>> Begin DOCUMENT EXTRACT

BOSTON – Fr. Vasilios Tsourlis, who was recently appointed by Archbishop Elpidophoros as the president of the Higher Council of Education of the Archdiocese, succeeding Athena Krommyda, explains in an interview with The National Herald about the Council of Education, the course of Greek education, as well as his brief tenure as presiding priest of St. Demetrios Cathedral in Astoria.

Fr. Vasileios, after stating that “the honor shown me by our Archbishop Elpidophoros, is great, but the responsibility is enormous because I am receiving the baton from a distinguished educator, Mrs. Krommyda.” He emphasized that this position, as well as that of all members, is non salaried.

The interview follows:

Τhe Νational Ηerald: In brief, what is this council, what is its purpose, and who are the members?

Fr. Vasileios Tsourlis: The purpose of the council is manifold, from assisting all educators in our schools to fully and successfully cope with the task of teaching the Greek language under today’s conditions and learning challenges, to assisting parishes in creating new schools and strengthening existing ones, and even to the lifelong learning of our educators through seminars.

There are many names, and allow me to mention them in our next interview, as this one is brief, where we will focus on the work of the council, what it has achieved so far, its next steps and goals, the number of schools, etc.

TNH: What is the budget from the Archdiocese for this Council for Greek Education?

Fr. Vasileios Tsourlis: As I mentioned earlier, we are all unpaid. Expenses for conferences and other activities were covered by donations from some members of the council as well as from the Stavros Niarchos Foundation, whom I warmly thank for their assistance.

TNH: What role does the Office of Education, with Mr. Koularmanis and Fr. Stamkopoulos, play? What exactly do they do?

Fr. Vasileios Tsourlis with Archbishop Elpidophoros of America during their recent meeting at the Archdiocese for the appointment of Fr. Tsourlis as president of the Council for Greek Education.

Fr. Vasileios Tsourlis: The Office of Education is the executive body of the Archdiocese for Greek Education. The Supreme Council is the advisory body that designs education policy together with our Archbishop. The implementation of this planning is carried out by the Office of Education.

TNH: Why do we turn to the University of Macedonia for help with Education issues instead of our own Hellenic College?

Fr. Vasileios Tsourlis: We collaborate with every top institution that can assist our teachers in teaching the Greek language and Greek culture. Examples include Aristotle University of Thessaloniki, Democritus University of Thrace, the University of Western Macedonia, and of course, Hellenic College. We are planning a summer school this summer for teaching Greek to teachers. We are also planning another free summer school in Cyprus in cooperation with the Ministry of Education of the Republic of Cyprus for our Greek language educators.

TNH: How many Day Greek Schools, not charter schools, are currently operating in communities, where, and what is the total number of students attending them?

Fr. Vasileios Tsourlis: I cannot answer that at the moment because the registration of all Greek schools and our educators has not been completed yet. I hope that we will soon be able to have a full register as it will now be included in the annual calendar of our Holy Archdiocese. It is the wish and desire of our Archbishop to ensure that every family knows exactly where the nearest Greek school is, whether it is all-day, afternoon, or charter, and whom they can contact. Let’s not forget that one of the priorities of our Archbishop is the learning of the Greek language in every parish.

>> End DOCUMENT EXTRACT
>> Begin DATA ROWS

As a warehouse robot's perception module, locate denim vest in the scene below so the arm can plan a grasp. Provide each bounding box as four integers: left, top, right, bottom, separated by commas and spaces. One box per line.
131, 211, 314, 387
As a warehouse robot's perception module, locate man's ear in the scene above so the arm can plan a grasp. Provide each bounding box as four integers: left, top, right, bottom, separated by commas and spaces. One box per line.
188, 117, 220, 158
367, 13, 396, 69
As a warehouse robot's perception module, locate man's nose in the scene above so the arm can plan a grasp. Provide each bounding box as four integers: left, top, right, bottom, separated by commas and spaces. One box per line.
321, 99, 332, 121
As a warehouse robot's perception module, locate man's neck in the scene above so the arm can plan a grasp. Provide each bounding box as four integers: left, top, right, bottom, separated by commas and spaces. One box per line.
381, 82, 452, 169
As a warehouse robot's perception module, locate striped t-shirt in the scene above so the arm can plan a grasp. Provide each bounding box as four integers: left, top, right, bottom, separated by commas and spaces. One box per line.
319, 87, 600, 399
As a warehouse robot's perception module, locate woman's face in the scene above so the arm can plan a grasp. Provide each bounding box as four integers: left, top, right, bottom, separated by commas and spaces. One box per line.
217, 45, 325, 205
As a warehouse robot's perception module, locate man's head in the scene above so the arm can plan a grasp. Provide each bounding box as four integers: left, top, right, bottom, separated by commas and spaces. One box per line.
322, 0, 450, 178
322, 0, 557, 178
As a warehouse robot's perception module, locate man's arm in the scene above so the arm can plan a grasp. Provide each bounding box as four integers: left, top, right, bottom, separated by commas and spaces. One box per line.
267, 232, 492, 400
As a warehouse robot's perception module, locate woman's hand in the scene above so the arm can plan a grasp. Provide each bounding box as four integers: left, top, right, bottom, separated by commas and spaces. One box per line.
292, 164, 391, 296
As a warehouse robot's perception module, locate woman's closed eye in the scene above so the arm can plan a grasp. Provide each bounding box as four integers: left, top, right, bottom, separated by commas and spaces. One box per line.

>> End DATA ROWS

- TASK TO CARRY OUT: Carry the interview on Greek education in the Archdiocese forward from its final answer.

- REPLY:
TNH: How many Afternoon Schools are in operation, and how many communities do not have any School at all, and why don’t they have one? Also, do you have an opinion on the six Day Schools that closed in New York about five years ago, and do you know how many of them reopened? Is there any plan for their reopening?

Fr. Vasileios Tsourlis: As far as I know, some schools have closed. One of them is in the parish of the Holy Cross, which is now operational again. As far as I know, the other schools have long-term leases and it is impossible for them to reopen in the near future.

Here, it should also be noted that especially in recent years we have seen a large internal migration of our compatriots from major urban centers such as New York to the southern states of America. The establishment of new Orthodox Churches and schools as well as the increase in the members of existing parishes has been observed.

TNH: What exactly happened that made you disappear overnight from your priestley duties of St. Demetrios, the Cathedral in Astoria, when you had started with such enthusiasm for you work and goals, as you had told us in your interview?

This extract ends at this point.